### What the task asks
Everything from the line with "Format your answer" through the last line of the records below should be copied exactly, both ends included.

### Excerpted records
++++++++++++++++++++

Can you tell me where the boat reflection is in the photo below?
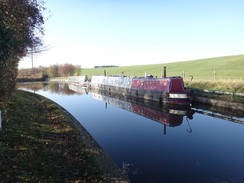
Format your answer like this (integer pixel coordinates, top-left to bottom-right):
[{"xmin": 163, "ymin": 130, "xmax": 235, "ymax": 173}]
[
  {"xmin": 88, "ymin": 87, "xmax": 244, "ymax": 127},
  {"xmin": 91, "ymin": 90, "xmax": 193, "ymax": 134},
  {"xmin": 68, "ymin": 84, "xmax": 88, "ymax": 95},
  {"xmin": 17, "ymin": 82, "xmax": 243, "ymax": 127}
]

++++++++++++++++++++

### Task solution
Format your answer like this (integer pixel coordinates, top-left to bottom-right):
[{"xmin": 163, "ymin": 130, "xmax": 235, "ymax": 173}]
[
  {"xmin": 88, "ymin": 87, "xmax": 244, "ymax": 127},
  {"xmin": 91, "ymin": 90, "xmax": 193, "ymax": 134},
  {"xmin": 68, "ymin": 84, "xmax": 88, "ymax": 95},
  {"xmin": 17, "ymin": 82, "xmax": 243, "ymax": 127}
]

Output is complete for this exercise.